::: Исходный текст :::
Доступные залы дворца наполнены произведениями авангардного искусства, реликвиями европейского и азиатского прошлого, работами  модных современных художников, в лабиринте залов мы даже встретили несколько классических работ славянской иконописи новгородской и владимирской школы. Находясь в музеях современного искусства, я не пытаюсь понять, что хотел передать своими творениями художник, я пытаюсь почувствовать, ибо как можно понять банки из-под томатного супа Энди Уорхола или магазинную тележку Джеймса Сихафера. Часто произведения в музеях современного искусства не находят во мне отклика, но к некоторым работам мексиканской галереи я почувствовал эмпатию.

Во дворце для общего посещения открыта лишь малая толика помещений, но как залы конференций, комнаты совещаний и музейные помещения  с ценными столешницами, помнящими ни один десяток подписанных исторических документов, так и площади с оранжереями кактусов и хвойных деревьев внушают глубокое уважение к этой уникальной государственности, построенной на симбиозе самобытной культуры индейцев и холодной расчетливости Европы. Мы покинули дворец и еще раз прошли по улице 5 de Mayo до Bellas Artes , где нам удалось попасть внутрь, чтобы посмотреть на прекрасно отточенные формы мраморных колонн, балконов и спиралевидных лестниц, соединяющих своими скелетами несколько этажей внутреннего пространства.  После этого, пройдя через реконструируемый Центральный парк, мы дошли до собора, расположенного на avenu Hidalgo, огороженного металлической сеткой и в основной своей массе заставленного торговыми лотками. Через семьсот метров, двигаясь вдоль улицы Lazaro Cardenas, мы попали на площадь Garibaldi, на которой в обычное время стоят группы музыкантов, соревнуясь друг с другом в мастерстве исполнения зажигательных мексиканских ритмов. Традиция появления марьячи, как ни странно, пришла от французов в то недолгое время господства на этих землях виноделов и сыроваров, когда они по своей традиции на свадьбы и другие мероприятия заказывали ансамбли живой музыки,  самоорганизованные оркестры получили наибольшее распространение, сохранив эту культуру до сих пор. Но, к нашему сожалению, на площади не оказалось ни музыкантов, ни их слушателей, единственный ансамбль, стоящий рядом с площадью не соизволил исполнить ни единой ноты, не найдя в нашем лице ни одного шанса быть купленными на какое-либо мероприятие. Несмотря на более-менее ухоженный вид самой площади, то тут, то там появлялись люди неопрятного вида без определенного места проживания, попрошайки то и дело пытались выторговать пару монет, чумазые дети валялись в пыли на земле и мостовой. Не став особо здесь задерживаться, мы отправились на улицу Пятого Мая отведать так приглянувшейся нам в Мехико местной выпечки.
:::
Задание
Продолжите рассказ о прогулке по центру Мехико, начав сразу после его последнего предложения. Записи к этому заданию отношения не имеют.
::: Записи набора данных :::
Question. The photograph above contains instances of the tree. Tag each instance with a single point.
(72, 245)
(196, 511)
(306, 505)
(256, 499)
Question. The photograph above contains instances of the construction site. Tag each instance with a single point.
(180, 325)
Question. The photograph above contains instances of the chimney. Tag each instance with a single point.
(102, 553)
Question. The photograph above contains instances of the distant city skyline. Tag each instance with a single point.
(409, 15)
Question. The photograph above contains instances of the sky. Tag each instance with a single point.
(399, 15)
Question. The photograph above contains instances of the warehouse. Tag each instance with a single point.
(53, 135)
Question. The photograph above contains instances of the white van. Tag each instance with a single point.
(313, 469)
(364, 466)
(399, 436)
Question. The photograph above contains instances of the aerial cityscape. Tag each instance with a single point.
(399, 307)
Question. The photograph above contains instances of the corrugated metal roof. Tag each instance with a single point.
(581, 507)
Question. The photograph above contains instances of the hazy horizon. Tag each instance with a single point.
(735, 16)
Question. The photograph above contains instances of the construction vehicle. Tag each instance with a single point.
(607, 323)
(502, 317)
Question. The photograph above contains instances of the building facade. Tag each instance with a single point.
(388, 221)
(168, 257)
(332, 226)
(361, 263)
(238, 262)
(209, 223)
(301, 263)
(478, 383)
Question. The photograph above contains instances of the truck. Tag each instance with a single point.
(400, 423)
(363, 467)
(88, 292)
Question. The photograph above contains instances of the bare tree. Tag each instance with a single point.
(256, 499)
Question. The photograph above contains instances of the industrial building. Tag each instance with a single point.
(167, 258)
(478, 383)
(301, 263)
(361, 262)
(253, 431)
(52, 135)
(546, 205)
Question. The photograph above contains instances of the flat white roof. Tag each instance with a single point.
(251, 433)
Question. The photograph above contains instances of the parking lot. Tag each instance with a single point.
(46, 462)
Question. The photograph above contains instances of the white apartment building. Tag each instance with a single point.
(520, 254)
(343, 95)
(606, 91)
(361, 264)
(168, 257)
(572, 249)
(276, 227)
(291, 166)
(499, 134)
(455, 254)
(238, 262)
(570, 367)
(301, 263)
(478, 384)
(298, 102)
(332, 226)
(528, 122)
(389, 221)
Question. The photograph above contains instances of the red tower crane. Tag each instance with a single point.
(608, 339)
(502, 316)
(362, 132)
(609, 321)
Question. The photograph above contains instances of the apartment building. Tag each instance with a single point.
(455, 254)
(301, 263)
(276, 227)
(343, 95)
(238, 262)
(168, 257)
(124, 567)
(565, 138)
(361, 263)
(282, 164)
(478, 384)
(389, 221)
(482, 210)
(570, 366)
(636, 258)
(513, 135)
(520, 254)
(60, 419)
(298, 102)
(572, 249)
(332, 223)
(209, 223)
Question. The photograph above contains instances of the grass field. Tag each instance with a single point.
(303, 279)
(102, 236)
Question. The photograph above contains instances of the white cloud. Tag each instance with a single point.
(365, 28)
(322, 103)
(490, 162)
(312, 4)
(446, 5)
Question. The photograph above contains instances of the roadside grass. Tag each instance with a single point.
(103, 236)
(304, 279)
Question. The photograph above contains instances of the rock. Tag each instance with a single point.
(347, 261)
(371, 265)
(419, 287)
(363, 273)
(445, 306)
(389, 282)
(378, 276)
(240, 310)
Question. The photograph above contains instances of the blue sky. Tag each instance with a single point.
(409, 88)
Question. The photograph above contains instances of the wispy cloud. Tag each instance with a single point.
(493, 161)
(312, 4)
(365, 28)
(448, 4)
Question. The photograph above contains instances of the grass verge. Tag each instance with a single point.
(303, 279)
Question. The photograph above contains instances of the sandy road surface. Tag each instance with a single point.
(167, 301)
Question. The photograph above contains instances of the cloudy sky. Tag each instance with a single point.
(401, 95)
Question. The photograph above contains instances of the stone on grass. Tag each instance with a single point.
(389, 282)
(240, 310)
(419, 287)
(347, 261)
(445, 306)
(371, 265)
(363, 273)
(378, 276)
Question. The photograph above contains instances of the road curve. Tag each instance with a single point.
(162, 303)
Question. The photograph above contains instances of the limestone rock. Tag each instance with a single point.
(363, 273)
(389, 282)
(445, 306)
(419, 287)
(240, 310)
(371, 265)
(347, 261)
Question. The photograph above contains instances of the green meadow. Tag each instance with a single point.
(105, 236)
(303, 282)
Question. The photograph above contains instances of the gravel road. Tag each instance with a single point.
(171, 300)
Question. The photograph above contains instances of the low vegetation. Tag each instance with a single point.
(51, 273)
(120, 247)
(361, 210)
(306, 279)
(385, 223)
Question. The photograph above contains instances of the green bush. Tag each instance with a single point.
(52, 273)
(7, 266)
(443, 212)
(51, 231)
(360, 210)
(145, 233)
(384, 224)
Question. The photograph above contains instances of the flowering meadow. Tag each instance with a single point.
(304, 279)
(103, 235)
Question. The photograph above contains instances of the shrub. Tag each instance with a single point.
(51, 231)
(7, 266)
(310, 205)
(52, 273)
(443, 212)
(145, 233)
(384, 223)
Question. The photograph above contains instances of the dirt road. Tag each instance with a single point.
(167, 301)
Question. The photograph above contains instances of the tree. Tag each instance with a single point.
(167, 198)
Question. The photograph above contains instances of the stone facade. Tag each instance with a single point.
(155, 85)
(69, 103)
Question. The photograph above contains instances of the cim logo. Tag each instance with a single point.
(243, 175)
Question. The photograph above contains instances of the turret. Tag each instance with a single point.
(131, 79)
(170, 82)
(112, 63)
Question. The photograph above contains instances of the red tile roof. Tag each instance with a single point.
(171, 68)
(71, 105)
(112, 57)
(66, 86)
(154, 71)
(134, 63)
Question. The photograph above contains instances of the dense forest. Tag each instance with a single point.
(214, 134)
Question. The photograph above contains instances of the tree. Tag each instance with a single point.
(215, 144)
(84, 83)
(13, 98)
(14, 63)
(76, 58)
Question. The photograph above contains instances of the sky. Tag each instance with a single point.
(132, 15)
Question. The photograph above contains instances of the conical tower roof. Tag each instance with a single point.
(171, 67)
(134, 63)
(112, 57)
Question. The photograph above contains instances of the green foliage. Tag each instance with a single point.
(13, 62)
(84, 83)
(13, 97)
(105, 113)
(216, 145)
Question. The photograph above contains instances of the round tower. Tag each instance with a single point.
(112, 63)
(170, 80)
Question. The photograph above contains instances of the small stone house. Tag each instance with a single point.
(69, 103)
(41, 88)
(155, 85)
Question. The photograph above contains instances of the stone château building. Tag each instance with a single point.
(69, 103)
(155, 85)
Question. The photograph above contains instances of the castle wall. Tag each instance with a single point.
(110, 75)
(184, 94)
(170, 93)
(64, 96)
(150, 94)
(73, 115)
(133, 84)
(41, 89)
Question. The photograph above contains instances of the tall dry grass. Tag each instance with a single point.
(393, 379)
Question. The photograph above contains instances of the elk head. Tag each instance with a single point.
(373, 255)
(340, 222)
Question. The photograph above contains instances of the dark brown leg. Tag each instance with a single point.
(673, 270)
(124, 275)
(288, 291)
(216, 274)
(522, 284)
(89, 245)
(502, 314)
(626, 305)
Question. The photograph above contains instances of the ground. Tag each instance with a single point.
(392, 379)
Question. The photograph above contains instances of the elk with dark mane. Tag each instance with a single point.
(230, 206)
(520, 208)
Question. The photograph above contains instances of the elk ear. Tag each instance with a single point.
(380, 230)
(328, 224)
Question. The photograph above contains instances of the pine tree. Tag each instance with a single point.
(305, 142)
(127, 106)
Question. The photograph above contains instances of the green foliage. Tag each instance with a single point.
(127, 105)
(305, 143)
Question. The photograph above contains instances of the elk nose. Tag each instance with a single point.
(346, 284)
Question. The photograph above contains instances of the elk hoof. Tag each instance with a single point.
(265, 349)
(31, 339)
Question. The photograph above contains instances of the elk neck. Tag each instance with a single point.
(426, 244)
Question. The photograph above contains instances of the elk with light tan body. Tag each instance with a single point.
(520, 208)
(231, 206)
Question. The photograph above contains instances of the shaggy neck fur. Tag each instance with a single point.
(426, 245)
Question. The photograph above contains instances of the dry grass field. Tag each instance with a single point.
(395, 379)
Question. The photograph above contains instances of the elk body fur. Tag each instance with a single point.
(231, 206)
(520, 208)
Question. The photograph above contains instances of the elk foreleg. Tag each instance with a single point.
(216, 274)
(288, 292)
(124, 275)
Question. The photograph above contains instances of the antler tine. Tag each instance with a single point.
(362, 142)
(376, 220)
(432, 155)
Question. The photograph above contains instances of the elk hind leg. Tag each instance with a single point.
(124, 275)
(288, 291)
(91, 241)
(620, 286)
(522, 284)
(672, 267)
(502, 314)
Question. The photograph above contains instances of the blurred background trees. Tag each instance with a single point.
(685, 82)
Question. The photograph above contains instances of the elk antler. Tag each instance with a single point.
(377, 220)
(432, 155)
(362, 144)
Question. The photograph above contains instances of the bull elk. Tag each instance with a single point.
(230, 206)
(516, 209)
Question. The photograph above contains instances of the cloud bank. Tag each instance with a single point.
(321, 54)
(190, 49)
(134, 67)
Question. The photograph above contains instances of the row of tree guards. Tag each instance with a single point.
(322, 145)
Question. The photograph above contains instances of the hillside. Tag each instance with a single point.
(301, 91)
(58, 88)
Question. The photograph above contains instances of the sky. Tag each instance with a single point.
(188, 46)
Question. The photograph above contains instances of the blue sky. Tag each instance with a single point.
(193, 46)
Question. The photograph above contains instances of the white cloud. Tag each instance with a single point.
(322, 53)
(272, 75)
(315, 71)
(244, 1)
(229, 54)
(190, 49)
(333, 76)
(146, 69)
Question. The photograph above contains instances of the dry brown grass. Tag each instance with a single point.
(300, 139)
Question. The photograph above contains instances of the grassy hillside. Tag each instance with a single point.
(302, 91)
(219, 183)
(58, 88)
:::
Ответ
Утром следующего дня мы отправились в один из интереснейших районов Мехико, заселенный культурной богемой. Среди высокоэтажного, покрытого смогом города, довольно сложно представить район с колониальной атмосферой, с цветущими пышными гирляндами ветвями деревьев, со скачущими по паркам белками, с узорами низких каменных зданий. Один из домов этого района с синими ажурными окнами принадлежал художнице, жене Диего Риверы, Фриде Кало. Дом-музей до сих пор сохранил экстравагантный антураж внутреннего убранства и несколько сотен работ и фотографий из личного архива художницы. Другое здание, напоминающее купеческую резиденцию, после покорения индейцев стало домом Кортеса вплоть до его кончины – скромные апартаменты для великого конкистадора своего времени. Сейчас на территории данного комплекса располагается несколько административных учреждений, включая мэрию, благодаря которым исторический шарм этого места полностью погребен под кипой бумаг и массой бюрократических процедур.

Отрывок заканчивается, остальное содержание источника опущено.